Exercise description
Quote the part of the AI safety newsletter that starts with "The three main" and ends after "don't do that.", word for word.

Extracted text
::::::

Newsletter
V1.2.6 - AI, AI-safety

The three main AI Safety stances


I have written in the past that we must prevent human extinction from superintelligence.

As was signed by the CEOs of DeepMind, OpenAI and Anthropic, Geoffrey Hinton, Yoshua Bengio, and many others:

Mitigating the risk of extinction from AI should be a global priority alongside other societal-scale risks such as pandemics and nuclear war.

Given this, why aren't all these signatories and people concerned with this going ape-shit crazy about AI Safety? Shouldn't we pour 90% of our AI budget into preventing human extinction, start massive international treaties to stop the ongoing development of superintelligence precursors, and so on?

That's a fair question, and there's a big reason why people inside the AI Safety community don't do that.

(To be truly fair, the biggest reason is that everyone in the West has lost trust in institutions, including AI Safety people, so they focused on personal power seeking instead of global coordination. But that's a whole other story.)

So, back to the question. Why aren't they?
Because they expect alignment to be kind of easy, basically.

The Weak-to-Strong Alignment Thesis

Weak alignment is aligning LLM systems with benchmarks legible to humans.

Strong alignment is aligning superintelligence.

Many in the AI Safety community believe that weak alignment will naturally lead to strong alignment. Either because it will be the same work in both cases, or because we will use weak AIs to align more and more powerful AIs until they reach superintelligence.
Fundamentally, alignment is mostly seen as a problem that can be solved by engineering, rather than one that requires time for research breakthroughs.

Let's call this the Weak-to-Strong Alignment thesis.
This thesis underpins the strategy that many people in the AI Safety community are advocating for.

::::::

Information provided
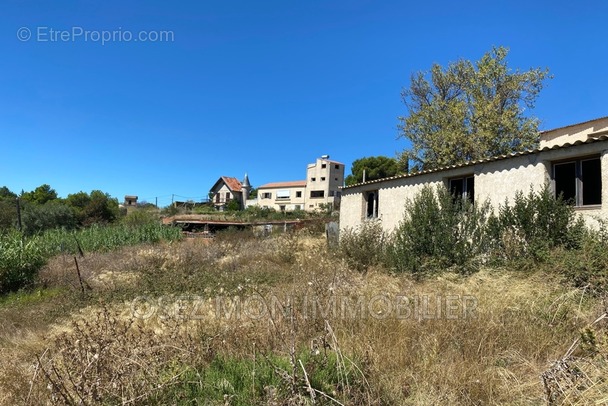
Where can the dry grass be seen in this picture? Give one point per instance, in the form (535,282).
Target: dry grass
(92,349)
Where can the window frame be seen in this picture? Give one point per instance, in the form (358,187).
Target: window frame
(578,178)
(465,186)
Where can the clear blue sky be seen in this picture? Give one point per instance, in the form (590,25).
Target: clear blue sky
(262,87)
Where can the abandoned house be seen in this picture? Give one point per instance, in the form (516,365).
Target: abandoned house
(572,160)
(324,178)
(226,189)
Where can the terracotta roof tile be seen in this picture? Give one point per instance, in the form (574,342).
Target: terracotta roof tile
(295,183)
(233,183)
(471,163)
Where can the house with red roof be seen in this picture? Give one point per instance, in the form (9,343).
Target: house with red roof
(227,189)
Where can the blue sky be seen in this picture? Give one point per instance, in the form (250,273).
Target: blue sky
(262,87)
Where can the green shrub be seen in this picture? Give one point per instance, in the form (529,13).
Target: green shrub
(19,262)
(439,231)
(52,214)
(140,217)
(534,224)
(364,246)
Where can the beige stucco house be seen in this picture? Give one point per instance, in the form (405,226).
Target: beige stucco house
(324,178)
(573,160)
(283,196)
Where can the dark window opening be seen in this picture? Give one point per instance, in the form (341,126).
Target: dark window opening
(371,206)
(565,181)
(460,187)
(591,181)
(579,182)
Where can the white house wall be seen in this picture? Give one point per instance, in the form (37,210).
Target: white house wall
(495,181)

::::::

Task response
The three main AI Safety stances


I have written in the past that we must prevent human extinction from superintelligence.

As was signed by the CEOs of DeepMind, OpenAI and Anthropic, Geoffrey Hinton, Yoshua Bengio, and many others:

Mitigating the risk of extinction from AI should be a global priority alongside other societal-scale risks such as pandemics and nuclear war.

Given this, why aren't all these signatories and people concerned with this going ape-shit crazy about AI Safety? Shouldn't we pour 90% of our AI budget into preventing human extinction, start massive international treaties to stop the ongoing development of superintelligence precursors, and so on?

That's a fair question, and there's a big reason why people inside the AI Safety community don't do that.